Under this line are the records; write out word for word the part that begins at the line containing "Target: black alloy wheel" and ends at the line containing "Target: side mirror", and no more.

*Excerpted data*
========================================

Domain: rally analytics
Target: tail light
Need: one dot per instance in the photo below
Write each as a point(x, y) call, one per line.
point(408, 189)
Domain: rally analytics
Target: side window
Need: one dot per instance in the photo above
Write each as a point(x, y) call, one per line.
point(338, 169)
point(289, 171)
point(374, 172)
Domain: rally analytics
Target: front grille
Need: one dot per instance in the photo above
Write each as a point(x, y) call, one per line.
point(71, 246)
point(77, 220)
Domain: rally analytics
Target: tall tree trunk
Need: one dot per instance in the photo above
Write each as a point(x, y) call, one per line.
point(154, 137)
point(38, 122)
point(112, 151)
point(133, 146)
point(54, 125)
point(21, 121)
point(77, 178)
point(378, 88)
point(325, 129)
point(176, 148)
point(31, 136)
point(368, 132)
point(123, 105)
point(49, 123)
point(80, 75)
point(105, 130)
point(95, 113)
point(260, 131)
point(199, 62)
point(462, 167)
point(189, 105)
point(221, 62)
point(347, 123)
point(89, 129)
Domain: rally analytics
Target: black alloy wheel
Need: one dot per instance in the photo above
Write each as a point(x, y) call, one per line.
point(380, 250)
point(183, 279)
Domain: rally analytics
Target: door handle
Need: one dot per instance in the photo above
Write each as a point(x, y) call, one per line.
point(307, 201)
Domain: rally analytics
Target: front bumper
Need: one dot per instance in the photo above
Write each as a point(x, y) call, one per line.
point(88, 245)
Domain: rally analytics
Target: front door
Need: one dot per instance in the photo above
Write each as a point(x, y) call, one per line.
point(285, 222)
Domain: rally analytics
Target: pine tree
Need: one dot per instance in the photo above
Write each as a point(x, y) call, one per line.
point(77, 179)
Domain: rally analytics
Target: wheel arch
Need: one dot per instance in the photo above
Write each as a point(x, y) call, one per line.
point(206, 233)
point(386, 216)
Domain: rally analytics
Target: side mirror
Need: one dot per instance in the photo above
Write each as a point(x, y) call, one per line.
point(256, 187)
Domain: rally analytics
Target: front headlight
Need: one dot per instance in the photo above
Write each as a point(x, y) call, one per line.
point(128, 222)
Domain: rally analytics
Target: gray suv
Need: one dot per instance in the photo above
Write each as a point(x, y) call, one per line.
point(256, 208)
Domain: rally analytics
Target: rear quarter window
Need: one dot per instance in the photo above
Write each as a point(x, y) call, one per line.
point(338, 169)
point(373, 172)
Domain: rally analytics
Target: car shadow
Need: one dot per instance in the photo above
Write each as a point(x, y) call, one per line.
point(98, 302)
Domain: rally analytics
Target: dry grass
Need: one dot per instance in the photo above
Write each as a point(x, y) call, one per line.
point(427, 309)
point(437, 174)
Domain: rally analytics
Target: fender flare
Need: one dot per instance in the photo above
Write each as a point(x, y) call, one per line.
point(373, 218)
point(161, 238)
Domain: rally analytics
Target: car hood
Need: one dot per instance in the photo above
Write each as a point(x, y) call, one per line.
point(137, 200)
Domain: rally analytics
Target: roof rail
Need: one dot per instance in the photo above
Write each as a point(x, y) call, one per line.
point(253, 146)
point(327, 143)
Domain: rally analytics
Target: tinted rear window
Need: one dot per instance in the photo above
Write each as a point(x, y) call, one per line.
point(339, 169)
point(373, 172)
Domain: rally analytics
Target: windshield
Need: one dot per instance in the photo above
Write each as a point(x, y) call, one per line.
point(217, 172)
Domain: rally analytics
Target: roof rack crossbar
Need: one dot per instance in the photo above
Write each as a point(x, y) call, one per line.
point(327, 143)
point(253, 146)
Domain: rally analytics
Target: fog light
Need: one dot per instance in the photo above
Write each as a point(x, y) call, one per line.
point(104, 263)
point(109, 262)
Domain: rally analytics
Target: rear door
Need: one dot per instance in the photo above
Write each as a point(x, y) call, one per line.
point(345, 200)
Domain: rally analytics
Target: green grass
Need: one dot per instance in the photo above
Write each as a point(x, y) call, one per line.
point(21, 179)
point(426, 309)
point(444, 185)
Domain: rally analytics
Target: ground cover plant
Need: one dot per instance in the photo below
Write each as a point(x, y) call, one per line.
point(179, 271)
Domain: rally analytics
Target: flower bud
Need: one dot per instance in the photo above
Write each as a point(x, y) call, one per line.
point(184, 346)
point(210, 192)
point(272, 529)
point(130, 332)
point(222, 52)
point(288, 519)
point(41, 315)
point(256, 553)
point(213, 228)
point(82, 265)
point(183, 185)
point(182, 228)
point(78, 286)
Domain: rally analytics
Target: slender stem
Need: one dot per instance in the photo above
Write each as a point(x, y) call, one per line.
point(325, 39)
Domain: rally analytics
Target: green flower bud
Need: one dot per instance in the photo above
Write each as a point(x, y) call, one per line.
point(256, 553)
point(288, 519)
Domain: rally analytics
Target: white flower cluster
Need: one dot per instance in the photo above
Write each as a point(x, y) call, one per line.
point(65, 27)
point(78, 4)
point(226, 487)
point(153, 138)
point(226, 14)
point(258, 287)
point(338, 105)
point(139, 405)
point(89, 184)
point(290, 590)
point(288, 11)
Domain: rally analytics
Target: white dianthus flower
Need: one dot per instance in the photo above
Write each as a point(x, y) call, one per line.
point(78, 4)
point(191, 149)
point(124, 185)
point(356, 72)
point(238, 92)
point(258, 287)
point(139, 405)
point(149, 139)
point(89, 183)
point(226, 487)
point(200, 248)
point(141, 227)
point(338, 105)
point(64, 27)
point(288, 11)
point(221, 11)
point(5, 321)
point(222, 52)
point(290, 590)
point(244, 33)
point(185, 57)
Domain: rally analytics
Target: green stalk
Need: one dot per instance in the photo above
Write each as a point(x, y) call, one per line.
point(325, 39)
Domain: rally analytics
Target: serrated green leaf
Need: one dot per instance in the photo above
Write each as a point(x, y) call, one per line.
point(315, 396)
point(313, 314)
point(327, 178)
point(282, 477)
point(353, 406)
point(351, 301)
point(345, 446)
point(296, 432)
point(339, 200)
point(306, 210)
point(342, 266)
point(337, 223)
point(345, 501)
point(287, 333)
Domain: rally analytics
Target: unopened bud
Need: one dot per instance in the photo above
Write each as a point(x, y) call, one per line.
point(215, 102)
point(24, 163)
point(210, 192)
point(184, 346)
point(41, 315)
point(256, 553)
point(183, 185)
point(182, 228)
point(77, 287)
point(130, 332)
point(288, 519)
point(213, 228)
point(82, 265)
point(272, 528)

========================================

*Answer section*
Target: black alloy wheel
Need: one dot per instance in the photo above
Write each as a point(x, y) call, one per line.
point(380, 250)
point(183, 279)
Domain: rally analytics
Target: door handle
Need: one dot per instance in the photo above
Write each as a point(x, y) call, one per line.
point(307, 201)
Domain: rally analytics
Target: front bumper
Need: one dot per instance in the photo above
Write each as a point(x, y) call, one per line.
point(88, 245)
Domain: rally analytics
Target: front door
Need: one dot per instance in the photo above
Write each as a point(x, y) call, one per line.
point(285, 222)
Domain: rally analytics
Target: pine tree
Need: one dot per instance in the photo above
Write each as a point(x, y) call, one per line.
point(77, 179)
Domain: rally analytics
Target: wheel arch
Need: one dot per instance in the photo above
Write each as a point(x, y) call, one per line.
point(206, 233)
point(386, 216)
Domain: rally analytics
Target: side mirror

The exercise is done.